Job A: Reproduce the entries verbatim, starting at their first line and ending after the line that contains "top-left (2, 16), bottom-right (79, 26)".

Selected extract:
** START **
Roots: Clark Gayton


Clark Gayton performing with Little Steven and the Disciples of Soul in Omaha, Neb. by Cornstalker, Wikimedia Commons.

Throughout the year, Earshot Jazz is proud to share brief excerpts from the forthcoming book, After Jackson Street: Seattle Jazz in the Modern Era (History Press of Charleston, S.C.), by Seattle’s preeminent jazz writer, Paul de Barros. Picking up where Jackson Street After Hours (Sasquatch Books, 1993) left off, the new book will feature fascinating interviews with the familiar artists and under-sung heroes who shape the vibrant jazz scene of the Pacific Northwest.

We often hear about players who have gone through Seattle’s world-renowned high school jazz bands and later found success in New York, mu­sicians like flutist Anne Drummond, trumpeter Tatum Greenblatt or drum­mer Kassa Overall. One musician who sometimes gets lost in that discussion, however, is trombonist Clark Gayton, who actually was the first student of Clarence Acox’s to make a name for himself in the Big Apple. A long­time freelancer in New York, Gayton played with the Mingus Big Band in the 1980s, has toured Europe with McCoy Tyner, spent three years on the road with Bruce Springsteen and, more recently, played with The Roots on “The Tonight Show Starring Jim­my Fallon.” He also comes from an il­lustrious Seattle jazz family. His uncle, Leonard Gayton, was playing at the old Chinese Gardens as early as 1931. Growing up, Clark spent many hours with Leonard listening to records from his vast collection of ‘78s.

When I caught up with Gayton in New York last year, he was on his way to a rehearsal with Stevie Van Zandt and had just been in Seattle with the Duke Ellington Orchestra. Born in Seattle in 1963, Gayton started on pia­no when he was 7 years old and played trumpet and tuba before finding his main squeeze, the trombone, which he bought with money he saved from his paper route. When he got to Garfield in 1977, he played tuba in the dynamic marching band Acox had been hired to form in 1971, to rev up school spirit. However, there was as yet no Garfield High School Jazz Band, and therein lies a story.

“We had enough guys in the march­ing band who liked big band music, so I said, ‘Let’s start a big band.’ I got guys together for the trumpets and trombones and the rhythm section and I asked Acox, ‘Can we get the band room at 7 o’clock (a.m.) to put this thing together?’ He said, ‘Yeah, sure. But what are you going to play?’ So I said, ‘Well, I wrote some arrange­ments and I also bought a Sammy Nestico arrangement of ‘Li’l Darlin’. And Acox dug it!”
** END **
Given information:
** START **
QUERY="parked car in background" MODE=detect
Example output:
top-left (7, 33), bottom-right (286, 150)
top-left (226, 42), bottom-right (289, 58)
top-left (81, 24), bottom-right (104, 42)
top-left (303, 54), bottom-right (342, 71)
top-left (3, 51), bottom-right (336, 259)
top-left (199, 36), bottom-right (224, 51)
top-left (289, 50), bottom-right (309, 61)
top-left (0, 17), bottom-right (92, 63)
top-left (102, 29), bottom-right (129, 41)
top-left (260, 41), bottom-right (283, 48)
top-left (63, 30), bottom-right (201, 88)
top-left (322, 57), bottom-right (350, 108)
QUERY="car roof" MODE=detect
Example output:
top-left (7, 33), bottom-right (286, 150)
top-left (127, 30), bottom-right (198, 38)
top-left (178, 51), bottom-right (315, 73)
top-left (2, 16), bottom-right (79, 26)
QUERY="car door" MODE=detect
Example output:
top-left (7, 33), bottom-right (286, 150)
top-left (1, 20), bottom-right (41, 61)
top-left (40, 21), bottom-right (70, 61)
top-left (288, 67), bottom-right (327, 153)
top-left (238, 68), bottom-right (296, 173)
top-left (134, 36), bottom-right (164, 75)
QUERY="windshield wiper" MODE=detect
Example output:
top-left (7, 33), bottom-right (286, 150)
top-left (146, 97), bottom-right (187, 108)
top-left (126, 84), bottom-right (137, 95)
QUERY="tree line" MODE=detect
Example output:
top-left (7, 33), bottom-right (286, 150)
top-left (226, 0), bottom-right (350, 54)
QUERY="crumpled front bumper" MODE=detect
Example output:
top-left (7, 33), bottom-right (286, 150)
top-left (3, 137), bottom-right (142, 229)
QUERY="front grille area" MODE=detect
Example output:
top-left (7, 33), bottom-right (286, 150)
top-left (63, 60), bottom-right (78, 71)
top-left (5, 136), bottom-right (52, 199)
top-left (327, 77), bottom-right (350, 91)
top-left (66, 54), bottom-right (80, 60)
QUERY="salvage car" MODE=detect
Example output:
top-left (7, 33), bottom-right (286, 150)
** END **
Job B: In the excerpt about Clark Gayton, how did he obtain the money to buy his trombone?

Task output A:
QUERY="parked car in background" MODE=detect
Example output:
top-left (7, 33), bottom-right (286, 150)
top-left (226, 42), bottom-right (289, 58)
top-left (81, 24), bottom-right (104, 42)
top-left (303, 54), bottom-right (342, 71)
top-left (3, 51), bottom-right (336, 259)
top-left (199, 36), bottom-right (224, 51)
top-left (289, 50), bottom-right (309, 61)
top-left (0, 17), bottom-right (92, 63)
top-left (102, 29), bottom-right (129, 41)
top-left (260, 41), bottom-right (283, 48)
top-left (63, 30), bottom-right (201, 88)
top-left (322, 57), bottom-right (350, 108)
QUERY="car roof" MODE=detect
Example output:
top-left (7, 33), bottom-right (286, 150)
top-left (127, 30), bottom-right (198, 38)
top-left (178, 51), bottom-right (315, 73)
top-left (2, 16), bottom-right (79, 26)

Task output B: He bought it with money he saved from his paper route.